#### The request:
Filter the entries below down to the lines that contain the word "brown", and copy each of those lines unchanged.

---------- Data excerpts

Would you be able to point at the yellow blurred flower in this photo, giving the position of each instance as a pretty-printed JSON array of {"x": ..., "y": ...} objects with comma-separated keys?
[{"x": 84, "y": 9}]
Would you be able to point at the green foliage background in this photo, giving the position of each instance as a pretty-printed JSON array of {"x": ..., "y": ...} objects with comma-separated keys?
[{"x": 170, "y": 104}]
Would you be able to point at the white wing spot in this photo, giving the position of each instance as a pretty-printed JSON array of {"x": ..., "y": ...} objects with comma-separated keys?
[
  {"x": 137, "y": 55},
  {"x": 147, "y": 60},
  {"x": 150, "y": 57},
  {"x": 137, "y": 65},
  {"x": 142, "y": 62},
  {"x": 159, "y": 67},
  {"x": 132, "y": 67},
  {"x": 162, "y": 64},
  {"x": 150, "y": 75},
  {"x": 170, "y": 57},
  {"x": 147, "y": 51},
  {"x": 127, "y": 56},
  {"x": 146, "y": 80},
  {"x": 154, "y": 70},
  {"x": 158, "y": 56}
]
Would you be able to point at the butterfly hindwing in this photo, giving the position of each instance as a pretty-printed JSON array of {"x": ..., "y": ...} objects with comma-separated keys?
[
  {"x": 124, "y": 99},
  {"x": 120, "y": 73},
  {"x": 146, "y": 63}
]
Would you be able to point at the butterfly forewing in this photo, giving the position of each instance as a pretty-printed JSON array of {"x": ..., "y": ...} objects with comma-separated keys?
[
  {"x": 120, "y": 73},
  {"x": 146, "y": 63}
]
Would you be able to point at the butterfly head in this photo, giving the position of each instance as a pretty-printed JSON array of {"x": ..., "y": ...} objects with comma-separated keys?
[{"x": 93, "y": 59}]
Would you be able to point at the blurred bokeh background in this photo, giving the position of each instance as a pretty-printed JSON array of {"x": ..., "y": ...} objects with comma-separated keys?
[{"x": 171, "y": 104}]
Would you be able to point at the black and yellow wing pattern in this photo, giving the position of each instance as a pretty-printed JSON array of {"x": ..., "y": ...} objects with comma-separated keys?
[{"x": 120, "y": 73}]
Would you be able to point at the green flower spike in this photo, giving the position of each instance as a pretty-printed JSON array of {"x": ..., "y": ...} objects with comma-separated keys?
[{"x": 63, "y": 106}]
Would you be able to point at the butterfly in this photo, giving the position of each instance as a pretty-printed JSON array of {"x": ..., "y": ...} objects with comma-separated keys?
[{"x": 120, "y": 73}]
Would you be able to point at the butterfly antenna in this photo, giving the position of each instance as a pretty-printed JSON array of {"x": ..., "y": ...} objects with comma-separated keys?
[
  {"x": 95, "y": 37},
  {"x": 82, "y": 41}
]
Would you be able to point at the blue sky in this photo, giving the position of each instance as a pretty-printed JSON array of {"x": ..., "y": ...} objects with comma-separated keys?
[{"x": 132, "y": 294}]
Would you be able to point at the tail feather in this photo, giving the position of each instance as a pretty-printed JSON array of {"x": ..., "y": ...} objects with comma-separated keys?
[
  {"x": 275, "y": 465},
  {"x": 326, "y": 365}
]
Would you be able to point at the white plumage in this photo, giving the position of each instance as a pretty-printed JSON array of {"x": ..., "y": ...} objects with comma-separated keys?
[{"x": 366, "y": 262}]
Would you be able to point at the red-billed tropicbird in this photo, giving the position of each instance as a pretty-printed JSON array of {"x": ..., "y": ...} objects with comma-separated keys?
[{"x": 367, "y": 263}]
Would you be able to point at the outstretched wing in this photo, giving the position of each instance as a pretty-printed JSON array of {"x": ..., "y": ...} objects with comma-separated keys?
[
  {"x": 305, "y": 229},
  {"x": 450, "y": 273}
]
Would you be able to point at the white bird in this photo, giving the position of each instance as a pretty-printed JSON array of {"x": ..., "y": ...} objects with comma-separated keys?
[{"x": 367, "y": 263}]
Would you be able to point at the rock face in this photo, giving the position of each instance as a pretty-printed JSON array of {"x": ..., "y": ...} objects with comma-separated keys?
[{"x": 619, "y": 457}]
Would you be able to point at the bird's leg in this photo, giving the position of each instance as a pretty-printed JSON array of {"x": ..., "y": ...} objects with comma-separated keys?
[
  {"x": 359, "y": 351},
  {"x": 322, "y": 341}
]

--------------------
---------- Data excerpts

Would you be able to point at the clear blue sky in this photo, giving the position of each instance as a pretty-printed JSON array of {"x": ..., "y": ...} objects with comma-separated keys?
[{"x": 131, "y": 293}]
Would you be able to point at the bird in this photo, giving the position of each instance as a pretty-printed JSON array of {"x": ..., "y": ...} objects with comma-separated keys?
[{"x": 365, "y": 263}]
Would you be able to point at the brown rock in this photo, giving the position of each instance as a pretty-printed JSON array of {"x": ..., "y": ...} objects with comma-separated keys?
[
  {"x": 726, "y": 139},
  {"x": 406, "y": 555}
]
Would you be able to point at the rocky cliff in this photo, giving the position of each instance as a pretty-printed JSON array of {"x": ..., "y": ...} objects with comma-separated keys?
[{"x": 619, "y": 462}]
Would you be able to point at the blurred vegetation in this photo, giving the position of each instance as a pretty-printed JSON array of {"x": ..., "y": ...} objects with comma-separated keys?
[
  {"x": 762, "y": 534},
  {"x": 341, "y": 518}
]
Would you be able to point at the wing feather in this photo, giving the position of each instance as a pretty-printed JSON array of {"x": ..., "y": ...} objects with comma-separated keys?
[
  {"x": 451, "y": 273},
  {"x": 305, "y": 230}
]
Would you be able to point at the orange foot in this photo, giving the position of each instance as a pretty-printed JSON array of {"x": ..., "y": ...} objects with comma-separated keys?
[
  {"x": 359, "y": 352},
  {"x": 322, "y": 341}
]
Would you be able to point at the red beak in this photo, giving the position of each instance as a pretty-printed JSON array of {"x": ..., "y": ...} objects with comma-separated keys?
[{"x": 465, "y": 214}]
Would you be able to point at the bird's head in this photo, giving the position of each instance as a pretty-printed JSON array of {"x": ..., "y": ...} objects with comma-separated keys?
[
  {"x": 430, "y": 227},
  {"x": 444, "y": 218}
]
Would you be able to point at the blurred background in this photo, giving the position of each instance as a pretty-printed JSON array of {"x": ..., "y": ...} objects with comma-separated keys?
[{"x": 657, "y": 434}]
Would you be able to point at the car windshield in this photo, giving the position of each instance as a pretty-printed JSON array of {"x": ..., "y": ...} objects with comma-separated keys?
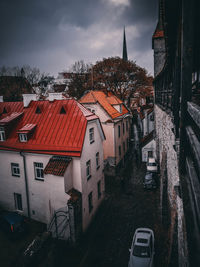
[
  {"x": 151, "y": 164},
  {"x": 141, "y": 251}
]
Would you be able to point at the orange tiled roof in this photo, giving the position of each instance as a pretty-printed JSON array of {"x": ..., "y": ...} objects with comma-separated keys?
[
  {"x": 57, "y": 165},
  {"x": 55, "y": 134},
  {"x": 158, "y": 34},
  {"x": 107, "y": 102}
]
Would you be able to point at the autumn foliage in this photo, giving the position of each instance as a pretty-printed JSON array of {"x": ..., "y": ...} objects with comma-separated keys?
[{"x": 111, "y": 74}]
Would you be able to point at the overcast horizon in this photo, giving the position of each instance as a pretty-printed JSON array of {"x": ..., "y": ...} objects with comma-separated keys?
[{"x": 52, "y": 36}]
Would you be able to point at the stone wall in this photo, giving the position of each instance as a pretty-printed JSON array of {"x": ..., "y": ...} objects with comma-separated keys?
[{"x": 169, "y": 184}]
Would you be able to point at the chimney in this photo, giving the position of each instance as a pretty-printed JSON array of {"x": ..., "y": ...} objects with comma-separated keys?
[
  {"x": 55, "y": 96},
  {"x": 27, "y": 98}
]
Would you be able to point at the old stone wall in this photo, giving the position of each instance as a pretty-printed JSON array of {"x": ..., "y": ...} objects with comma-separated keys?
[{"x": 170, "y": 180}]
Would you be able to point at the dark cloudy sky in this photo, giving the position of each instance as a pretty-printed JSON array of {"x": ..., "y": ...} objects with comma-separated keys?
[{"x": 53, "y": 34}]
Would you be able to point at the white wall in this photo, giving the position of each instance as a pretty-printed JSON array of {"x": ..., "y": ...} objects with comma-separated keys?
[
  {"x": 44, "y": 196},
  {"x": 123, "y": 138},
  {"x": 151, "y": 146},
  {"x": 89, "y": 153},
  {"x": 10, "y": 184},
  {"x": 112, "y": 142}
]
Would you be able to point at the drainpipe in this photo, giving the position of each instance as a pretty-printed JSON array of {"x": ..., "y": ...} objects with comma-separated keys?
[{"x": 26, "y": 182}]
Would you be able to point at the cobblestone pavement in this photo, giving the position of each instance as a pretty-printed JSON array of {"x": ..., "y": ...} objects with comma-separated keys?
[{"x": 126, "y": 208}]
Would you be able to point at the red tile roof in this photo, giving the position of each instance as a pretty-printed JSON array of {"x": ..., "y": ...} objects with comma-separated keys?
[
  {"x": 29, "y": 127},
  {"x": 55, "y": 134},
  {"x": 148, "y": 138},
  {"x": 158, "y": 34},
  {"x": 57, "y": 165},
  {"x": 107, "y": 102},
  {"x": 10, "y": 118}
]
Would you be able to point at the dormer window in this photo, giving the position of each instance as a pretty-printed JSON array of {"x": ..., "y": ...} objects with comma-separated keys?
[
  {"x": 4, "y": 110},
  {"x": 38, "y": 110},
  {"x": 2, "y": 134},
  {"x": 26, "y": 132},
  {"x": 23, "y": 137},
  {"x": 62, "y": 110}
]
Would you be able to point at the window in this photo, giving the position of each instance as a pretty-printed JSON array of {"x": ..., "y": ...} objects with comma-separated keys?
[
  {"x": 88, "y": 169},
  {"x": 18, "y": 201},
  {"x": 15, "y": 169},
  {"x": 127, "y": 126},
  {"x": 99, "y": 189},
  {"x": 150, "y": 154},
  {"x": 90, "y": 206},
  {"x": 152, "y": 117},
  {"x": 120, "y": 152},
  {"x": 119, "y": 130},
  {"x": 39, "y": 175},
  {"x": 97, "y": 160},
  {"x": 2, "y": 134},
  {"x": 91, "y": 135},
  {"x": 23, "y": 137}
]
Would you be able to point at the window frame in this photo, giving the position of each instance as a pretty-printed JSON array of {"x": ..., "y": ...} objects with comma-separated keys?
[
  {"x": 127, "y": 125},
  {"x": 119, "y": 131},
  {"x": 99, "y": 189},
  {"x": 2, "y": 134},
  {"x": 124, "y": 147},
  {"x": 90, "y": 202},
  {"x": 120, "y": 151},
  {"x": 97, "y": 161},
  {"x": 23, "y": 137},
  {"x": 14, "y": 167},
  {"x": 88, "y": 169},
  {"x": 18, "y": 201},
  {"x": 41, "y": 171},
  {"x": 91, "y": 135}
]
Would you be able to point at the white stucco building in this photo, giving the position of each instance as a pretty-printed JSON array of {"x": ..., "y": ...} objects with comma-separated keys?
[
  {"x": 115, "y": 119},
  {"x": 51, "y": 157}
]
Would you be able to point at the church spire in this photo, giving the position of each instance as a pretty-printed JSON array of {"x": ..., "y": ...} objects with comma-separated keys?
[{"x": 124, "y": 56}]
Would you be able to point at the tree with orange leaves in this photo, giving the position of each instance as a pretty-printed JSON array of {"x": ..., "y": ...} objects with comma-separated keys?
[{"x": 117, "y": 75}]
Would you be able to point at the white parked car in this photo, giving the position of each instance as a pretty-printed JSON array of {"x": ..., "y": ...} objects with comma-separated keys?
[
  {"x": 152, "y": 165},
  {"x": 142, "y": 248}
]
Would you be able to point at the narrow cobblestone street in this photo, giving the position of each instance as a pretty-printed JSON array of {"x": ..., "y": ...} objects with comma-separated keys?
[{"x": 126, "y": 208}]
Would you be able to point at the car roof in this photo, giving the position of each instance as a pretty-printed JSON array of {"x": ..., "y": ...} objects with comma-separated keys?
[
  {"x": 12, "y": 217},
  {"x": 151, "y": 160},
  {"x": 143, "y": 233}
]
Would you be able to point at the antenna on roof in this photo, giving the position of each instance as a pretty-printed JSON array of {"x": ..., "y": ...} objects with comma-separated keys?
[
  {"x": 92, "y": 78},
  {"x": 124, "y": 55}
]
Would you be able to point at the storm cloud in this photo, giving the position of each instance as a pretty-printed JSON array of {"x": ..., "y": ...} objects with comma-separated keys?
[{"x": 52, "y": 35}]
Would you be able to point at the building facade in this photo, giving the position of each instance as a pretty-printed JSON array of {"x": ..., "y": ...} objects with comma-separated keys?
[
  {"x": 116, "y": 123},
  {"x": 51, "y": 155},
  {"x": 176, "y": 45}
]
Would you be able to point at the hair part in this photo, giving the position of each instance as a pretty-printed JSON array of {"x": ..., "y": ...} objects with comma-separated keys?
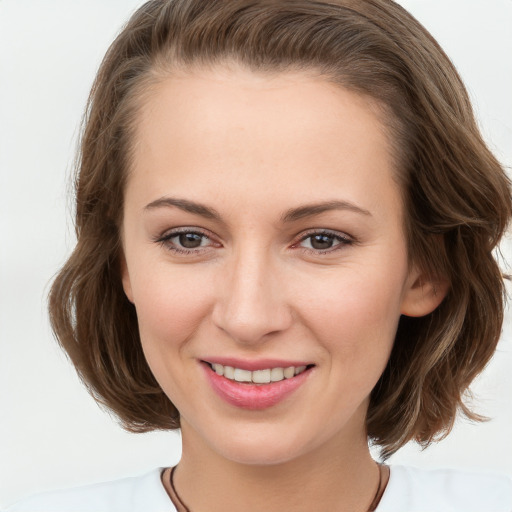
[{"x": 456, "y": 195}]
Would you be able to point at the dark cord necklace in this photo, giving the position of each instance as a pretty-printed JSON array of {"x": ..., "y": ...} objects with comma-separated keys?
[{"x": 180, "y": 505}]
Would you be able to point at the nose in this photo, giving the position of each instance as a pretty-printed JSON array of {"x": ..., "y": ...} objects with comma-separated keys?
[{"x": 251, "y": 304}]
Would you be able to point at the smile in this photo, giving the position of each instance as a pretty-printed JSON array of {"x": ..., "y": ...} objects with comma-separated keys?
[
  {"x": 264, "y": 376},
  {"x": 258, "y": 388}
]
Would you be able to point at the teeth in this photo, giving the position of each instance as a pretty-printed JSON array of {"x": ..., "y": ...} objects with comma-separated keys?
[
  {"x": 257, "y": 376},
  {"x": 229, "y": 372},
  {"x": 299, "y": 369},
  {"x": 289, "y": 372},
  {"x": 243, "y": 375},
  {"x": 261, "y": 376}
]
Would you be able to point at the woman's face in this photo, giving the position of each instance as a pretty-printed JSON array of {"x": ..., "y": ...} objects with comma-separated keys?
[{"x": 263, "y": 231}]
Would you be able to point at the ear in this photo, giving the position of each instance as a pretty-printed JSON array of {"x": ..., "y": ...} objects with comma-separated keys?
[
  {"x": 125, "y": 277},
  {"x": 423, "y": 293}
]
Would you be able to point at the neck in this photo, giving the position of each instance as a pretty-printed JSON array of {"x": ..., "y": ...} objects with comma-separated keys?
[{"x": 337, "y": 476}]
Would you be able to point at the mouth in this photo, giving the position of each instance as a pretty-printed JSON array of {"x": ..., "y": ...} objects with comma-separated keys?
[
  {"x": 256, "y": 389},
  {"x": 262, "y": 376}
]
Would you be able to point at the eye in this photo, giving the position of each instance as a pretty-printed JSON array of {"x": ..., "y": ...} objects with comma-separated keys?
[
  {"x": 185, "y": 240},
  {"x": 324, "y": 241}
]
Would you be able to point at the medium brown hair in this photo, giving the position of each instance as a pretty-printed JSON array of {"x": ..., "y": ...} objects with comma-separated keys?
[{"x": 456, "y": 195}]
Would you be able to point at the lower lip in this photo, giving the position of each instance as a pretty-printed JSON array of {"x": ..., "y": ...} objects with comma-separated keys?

--------------------

#### The answer:
Would you be able to point at the brown rock in this photo, giving the position of each instance as a pretty-printed JSON array of {"x": ..., "y": ...} objects with comma-separated keys?
Would you be able to point at the medium brown hair in this photo, giving the position of each instance as a pretty-printed JSON array of {"x": ..., "y": ...} objects with comma-separated keys?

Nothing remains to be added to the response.